Saved data entries
<<<<

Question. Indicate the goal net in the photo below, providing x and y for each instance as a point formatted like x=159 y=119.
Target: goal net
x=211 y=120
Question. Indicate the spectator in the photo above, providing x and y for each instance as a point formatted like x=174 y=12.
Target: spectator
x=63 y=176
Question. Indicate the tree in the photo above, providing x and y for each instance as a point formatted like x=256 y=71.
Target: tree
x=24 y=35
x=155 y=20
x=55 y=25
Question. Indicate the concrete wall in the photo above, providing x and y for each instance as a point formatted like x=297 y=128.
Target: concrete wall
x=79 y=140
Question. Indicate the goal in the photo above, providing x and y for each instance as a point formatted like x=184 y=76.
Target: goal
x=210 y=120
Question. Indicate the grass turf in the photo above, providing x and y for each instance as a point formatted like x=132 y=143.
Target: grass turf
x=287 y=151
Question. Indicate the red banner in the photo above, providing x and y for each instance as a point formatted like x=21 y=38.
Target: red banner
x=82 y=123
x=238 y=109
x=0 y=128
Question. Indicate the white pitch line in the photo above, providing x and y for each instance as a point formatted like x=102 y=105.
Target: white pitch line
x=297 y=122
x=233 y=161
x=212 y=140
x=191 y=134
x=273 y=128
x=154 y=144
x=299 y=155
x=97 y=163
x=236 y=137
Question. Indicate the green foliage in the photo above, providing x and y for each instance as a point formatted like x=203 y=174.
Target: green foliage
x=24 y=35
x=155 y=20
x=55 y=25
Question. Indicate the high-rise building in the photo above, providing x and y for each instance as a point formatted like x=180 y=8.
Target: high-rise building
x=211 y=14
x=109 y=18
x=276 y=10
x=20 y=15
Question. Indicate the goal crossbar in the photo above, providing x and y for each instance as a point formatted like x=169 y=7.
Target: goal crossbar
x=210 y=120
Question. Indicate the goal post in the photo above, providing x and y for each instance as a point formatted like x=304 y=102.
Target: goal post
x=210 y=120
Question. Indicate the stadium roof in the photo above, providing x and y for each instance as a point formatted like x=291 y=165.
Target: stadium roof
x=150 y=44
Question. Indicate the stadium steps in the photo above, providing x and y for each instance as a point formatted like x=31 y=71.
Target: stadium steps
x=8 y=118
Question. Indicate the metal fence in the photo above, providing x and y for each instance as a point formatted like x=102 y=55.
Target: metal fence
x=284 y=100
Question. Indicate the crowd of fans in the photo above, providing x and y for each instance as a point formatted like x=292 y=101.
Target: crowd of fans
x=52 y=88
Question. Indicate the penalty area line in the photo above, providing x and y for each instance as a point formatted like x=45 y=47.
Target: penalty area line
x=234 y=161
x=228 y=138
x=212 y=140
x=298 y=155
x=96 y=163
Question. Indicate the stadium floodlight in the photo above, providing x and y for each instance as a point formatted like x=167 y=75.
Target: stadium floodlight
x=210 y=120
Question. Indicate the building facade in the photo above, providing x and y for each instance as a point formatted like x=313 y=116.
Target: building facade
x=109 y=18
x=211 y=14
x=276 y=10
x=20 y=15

>>>>
<<<<

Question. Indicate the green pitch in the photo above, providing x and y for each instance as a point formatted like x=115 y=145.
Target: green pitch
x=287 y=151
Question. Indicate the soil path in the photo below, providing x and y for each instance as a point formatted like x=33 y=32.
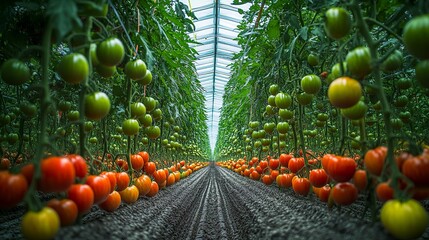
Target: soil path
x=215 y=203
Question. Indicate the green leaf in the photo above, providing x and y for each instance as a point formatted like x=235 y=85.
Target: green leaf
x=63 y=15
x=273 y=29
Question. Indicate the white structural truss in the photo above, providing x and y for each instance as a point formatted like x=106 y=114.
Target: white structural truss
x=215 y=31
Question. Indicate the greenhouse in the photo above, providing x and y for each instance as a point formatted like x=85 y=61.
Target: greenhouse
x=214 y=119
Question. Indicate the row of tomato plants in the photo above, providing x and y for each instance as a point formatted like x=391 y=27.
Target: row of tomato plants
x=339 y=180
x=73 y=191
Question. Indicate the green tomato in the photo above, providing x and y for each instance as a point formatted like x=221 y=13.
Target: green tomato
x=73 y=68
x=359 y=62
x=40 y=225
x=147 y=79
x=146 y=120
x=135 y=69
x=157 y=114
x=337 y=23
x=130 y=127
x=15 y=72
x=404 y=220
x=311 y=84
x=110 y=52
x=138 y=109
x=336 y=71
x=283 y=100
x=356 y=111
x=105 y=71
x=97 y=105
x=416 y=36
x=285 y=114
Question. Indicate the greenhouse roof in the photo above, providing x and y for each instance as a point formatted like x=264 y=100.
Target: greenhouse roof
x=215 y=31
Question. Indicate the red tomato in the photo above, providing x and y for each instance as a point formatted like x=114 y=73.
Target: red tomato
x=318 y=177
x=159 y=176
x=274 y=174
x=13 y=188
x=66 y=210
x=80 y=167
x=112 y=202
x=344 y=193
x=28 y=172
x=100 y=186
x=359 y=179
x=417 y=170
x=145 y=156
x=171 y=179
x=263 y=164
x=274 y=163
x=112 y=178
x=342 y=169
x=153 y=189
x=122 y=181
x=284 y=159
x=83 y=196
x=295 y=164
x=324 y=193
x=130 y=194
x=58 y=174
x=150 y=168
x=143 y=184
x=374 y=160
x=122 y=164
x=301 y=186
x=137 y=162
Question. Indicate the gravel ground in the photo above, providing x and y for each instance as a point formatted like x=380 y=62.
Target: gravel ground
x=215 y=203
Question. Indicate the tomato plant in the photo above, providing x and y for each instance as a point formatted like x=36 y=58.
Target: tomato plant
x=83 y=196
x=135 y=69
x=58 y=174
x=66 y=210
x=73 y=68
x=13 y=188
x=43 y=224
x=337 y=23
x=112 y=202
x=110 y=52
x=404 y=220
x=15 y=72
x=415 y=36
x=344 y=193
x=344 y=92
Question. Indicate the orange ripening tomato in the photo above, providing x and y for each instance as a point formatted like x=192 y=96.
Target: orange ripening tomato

>>>>

Find every line in the data above that contains the word "fans", and copy each of those lines in full.

Question. Indicate the crowd of fans in the photo above, providing x and y for each instance as a point formatted like x=292 y=101.
Target: crowd of fans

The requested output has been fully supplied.